# [Given task A]
Update the object detection records below, replacing "precise object localizer" with "careful object locator" wherever it appears and leaving everything else unchanged.

# [Text to read]
++++++++++

Wednesday, September 19, 2007

I'm back if only for a moment

life sucks...landlady is being an ass...I cyberstalked her and found out some interesting shit...
she told me to clear the terrace of my "stuff" which includes my rock garden and my chairs, so she can redo the terrace...I really don't see anything wrong out there, and she said something about a leak, which I've never heard of or seen...and we've had some downpours...but it seems that she can only legally raise the rent if there is structural improvements made to the property...so the hotwater heater didn't qualify, nor will refinancing the house...so the bitch has to invent an issue to raise the rent...and all because her tax abatement ended july 1st...this bitch thinks I'm dumb...but I'm going to have the last laugh...

I told her I am no longer going to clean the halls and outside, I'm not doing the garbage (even though it KILLS me not too, cause I can't stand to live in filth) and I want to know ASAP what percentage she's raising the rent...I didn't tell her but if I'm not satisfied I'm out...I dont have a lease...I will restore the apartment to its orginal condition/color and call it a day...what she isn't taking into account is that I pay her morgage...dumb bitch...

++++++++++

(Object detection data)
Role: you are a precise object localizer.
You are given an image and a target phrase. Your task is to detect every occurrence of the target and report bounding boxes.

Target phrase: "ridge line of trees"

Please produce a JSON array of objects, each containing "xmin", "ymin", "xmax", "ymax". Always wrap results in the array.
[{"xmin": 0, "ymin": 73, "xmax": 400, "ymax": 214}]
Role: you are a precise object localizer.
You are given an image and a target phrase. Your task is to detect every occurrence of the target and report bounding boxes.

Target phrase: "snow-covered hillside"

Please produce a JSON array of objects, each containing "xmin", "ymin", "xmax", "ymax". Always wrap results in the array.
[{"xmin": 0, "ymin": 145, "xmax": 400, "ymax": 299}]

++++++++++

# [Given task B]
According to the blog post about the landlady, when did her tax abatement end?

# [Answer A]
Role: you are a careful object locator.
You are given an image and a target phrase. Your task is to detect every occurrence of the target and report bounding boxes.

Target phrase: "ridge line of trees"

Please produce a JSON array of objects, each containing "xmin", "ymin", "xmax", "ymax". Always wrap results in the array.
[{"xmin": 0, "ymin": 73, "xmax": 400, "ymax": 214}]
Role: you are a careful object locator.
You are given an image and a target phrase. Your task is to detect every occurrence of the target and report bounding boxes.

Target phrase: "snow-covered hillside"

Please produce a JSON array of objects, each containing "xmin", "ymin", "xmax", "ymax". Always wrap results in the array.
[{"xmin": 0, "ymin": 145, "xmax": 400, "ymax": 299}]

# [Answer B]
It ended on July 1st.